▶ _DIRECTIONS FOR THIS TASK_: Reproduce the following data exactly, minus any images.

*** Begin section ***

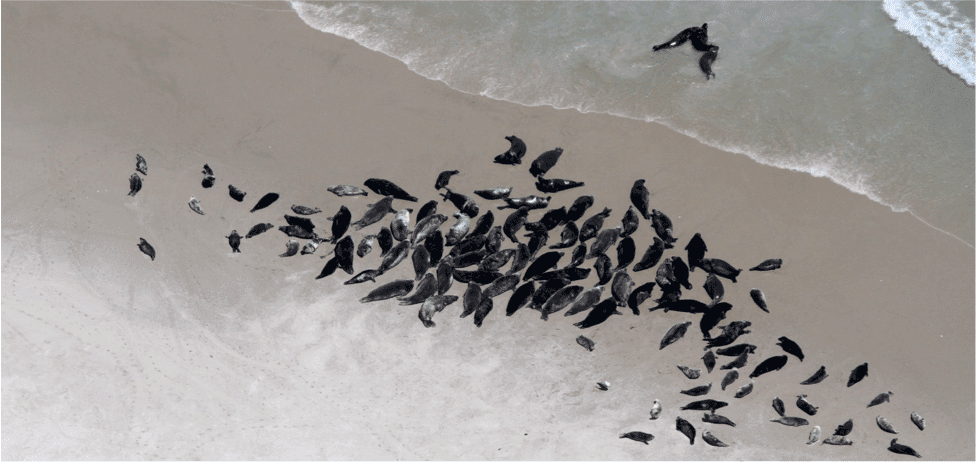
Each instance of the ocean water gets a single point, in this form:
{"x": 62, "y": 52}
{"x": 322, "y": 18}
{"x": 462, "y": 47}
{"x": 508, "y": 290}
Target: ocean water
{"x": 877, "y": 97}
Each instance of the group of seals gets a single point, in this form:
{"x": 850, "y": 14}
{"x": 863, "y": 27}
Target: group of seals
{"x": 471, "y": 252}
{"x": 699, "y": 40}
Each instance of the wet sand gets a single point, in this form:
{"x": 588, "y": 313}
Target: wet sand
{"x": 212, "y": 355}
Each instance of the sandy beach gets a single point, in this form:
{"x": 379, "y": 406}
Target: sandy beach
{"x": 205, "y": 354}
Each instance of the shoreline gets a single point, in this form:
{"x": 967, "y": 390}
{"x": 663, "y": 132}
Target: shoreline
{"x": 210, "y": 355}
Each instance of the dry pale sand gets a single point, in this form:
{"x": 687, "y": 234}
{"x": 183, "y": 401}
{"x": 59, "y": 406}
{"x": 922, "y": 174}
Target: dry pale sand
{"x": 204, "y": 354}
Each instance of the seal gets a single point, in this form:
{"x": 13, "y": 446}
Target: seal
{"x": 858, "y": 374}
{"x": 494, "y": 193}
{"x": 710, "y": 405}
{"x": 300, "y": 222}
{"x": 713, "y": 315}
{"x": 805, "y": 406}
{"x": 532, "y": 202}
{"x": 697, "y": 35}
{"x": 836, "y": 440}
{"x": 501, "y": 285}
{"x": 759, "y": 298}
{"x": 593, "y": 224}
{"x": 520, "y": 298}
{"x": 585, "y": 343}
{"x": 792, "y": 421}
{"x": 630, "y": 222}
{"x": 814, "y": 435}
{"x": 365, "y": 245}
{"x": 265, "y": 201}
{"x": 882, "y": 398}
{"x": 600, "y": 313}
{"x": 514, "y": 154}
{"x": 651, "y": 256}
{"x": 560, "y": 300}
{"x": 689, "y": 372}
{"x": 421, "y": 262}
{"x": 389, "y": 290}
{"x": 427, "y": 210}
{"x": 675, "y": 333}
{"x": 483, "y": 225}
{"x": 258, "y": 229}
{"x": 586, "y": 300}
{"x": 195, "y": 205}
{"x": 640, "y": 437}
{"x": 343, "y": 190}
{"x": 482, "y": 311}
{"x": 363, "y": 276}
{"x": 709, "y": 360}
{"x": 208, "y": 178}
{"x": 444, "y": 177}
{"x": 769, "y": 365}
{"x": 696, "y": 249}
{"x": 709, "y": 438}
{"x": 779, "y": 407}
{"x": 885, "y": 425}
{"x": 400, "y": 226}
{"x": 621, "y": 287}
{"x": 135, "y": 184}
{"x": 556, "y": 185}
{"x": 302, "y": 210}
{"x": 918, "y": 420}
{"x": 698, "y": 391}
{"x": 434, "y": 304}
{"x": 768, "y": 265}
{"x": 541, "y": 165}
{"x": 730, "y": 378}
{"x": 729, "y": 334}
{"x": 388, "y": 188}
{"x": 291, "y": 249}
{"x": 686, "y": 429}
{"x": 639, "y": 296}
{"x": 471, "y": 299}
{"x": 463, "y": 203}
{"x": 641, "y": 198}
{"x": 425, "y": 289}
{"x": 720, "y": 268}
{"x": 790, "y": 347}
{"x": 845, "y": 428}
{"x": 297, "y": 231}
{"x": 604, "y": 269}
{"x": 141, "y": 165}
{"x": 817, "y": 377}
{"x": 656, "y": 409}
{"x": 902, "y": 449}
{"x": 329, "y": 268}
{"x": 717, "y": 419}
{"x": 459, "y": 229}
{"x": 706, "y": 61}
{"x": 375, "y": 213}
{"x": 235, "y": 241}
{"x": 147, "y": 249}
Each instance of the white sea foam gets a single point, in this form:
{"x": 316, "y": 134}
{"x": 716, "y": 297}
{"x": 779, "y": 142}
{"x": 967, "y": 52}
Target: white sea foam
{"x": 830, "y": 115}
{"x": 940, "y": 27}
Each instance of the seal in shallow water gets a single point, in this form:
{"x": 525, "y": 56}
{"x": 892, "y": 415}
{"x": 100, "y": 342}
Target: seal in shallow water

*** End section ***

▶ _COMPLETED EXERCISE_:
Each instance of the ocean water gets a single point, in this form:
{"x": 62, "y": 52}
{"x": 322, "y": 18}
{"x": 462, "y": 47}
{"x": 508, "y": 290}
Target: ocean water
{"x": 877, "y": 97}
Each instance of the group of seals gets a single point, in this form:
{"x": 850, "y": 14}
{"x": 863, "y": 27}
Target: group of seals
{"x": 471, "y": 252}
{"x": 699, "y": 40}
Each instance of the wet sand gets a single point, in this form:
{"x": 588, "y": 313}
Target: wet sand
{"x": 212, "y": 355}
Each instance of the sandy beach gets a single point, in this form:
{"x": 379, "y": 406}
Target: sandy beach
{"x": 205, "y": 354}
Each instance of the shoreline gets a single point, in this form:
{"x": 967, "y": 390}
{"x": 663, "y": 132}
Target: shoreline
{"x": 210, "y": 355}
Each instance of the dry pale sand gets a single point, in this form:
{"x": 687, "y": 234}
{"x": 183, "y": 401}
{"x": 59, "y": 406}
{"x": 922, "y": 174}
Target: dry pale sand
{"x": 204, "y": 354}
Each instance of the seal gets a single point, in this form:
{"x": 13, "y": 446}
Target: seal
{"x": 858, "y": 374}
{"x": 494, "y": 193}
{"x": 710, "y": 405}
{"x": 300, "y": 222}
{"x": 713, "y": 315}
{"x": 805, "y": 406}
{"x": 532, "y": 202}
{"x": 697, "y": 35}
{"x": 836, "y": 440}
{"x": 501, "y": 285}
{"x": 759, "y": 298}
{"x": 593, "y": 224}
{"x": 520, "y": 298}
{"x": 585, "y": 343}
{"x": 792, "y": 421}
{"x": 630, "y": 222}
{"x": 814, "y": 435}
{"x": 365, "y": 245}
{"x": 265, "y": 201}
{"x": 882, "y": 398}
{"x": 600, "y": 313}
{"x": 514, "y": 154}
{"x": 651, "y": 256}
{"x": 560, "y": 300}
{"x": 689, "y": 372}
{"x": 421, "y": 262}
{"x": 389, "y": 290}
{"x": 427, "y": 210}
{"x": 675, "y": 333}
{"x": 483, "y": 225}
{"x": 258, "y": 229}
{"x": 586, "y": 300}
{"x": 195, "y": 205}
{"x": 640, "y": 437}
{"x": 343, "y": 190}
{"x": 482, "y": 311}
{"x": 363, "y": 276}
{"x": 709, "y": 360}
{"x": 208, "y": 178}
{"x": 444, "y": 177}
{"x": 769, "y": 365}
{"x": 696, "y": 249}
{"x": 709, "y": 438}
{"x": 779, "y": 407}
{"x": 885, "y": 425}
{"x": 400, "y": 226}
{"x": 621, "y": 287}
{"x": 135, "y": 184}
{"x": 556, "y": 185}
{"x": 302, "y": 210}
{"x": 918, "y": 420}
{"x": 698, "y": 391}
{"x": 434, "y": 304}
{"x": 768, "y": 265}
{"x": 541, "y": 165}
{"x": 730, "y": 378}
{"x": 729, "y": 334}
{"x": 388, "y": 188}
{"x": 291, "y": 249}
{"x": 686, "y": 429}
{"x": 639, "y": 296}
{"x": 471, "y": 299}
{"x": 463, "y": 203}
{"x": 641, "y": 198}
{"x": 425, "y": 289}
{"x": 720, "y": 268}
{"x": 790, "y": 347}
{"x": 845, "y": 428}
{"x": 297, "y": 231}
{"x": 604, "y": 269}
{"x": 141, "y": 165}
{"x": 817, "y": 377}
{"x": 656, "y": 409}
{"x": 902, "y": 449}
{"x": 329, "y": 268}
{"x": 717, "y": 419}
{"x": 459, "y": 229}
{"x": 706, "y": 61}
{"x": 375, "y": 213}
{"x": 235, "y": 241}
{"x": 147, "y": 249}
Each instance of the white sea foam gets a single point, in this form:
{"x": 316, "y": 134}
{"x": 716, "y": 297}
{"x": 779, "y": 142}
{"x": 967, "y": 52}
Target: white sea foam
{"x": 830, "y": 115}
{"x": 940, "y": 27}
Each instance of the seal in shallow water gets a single point, in this form:
{"x": 525, "y": 56}
{"x": 892, "y": 415}
{"x": 100, "y": 342}
Target: seal in shallow water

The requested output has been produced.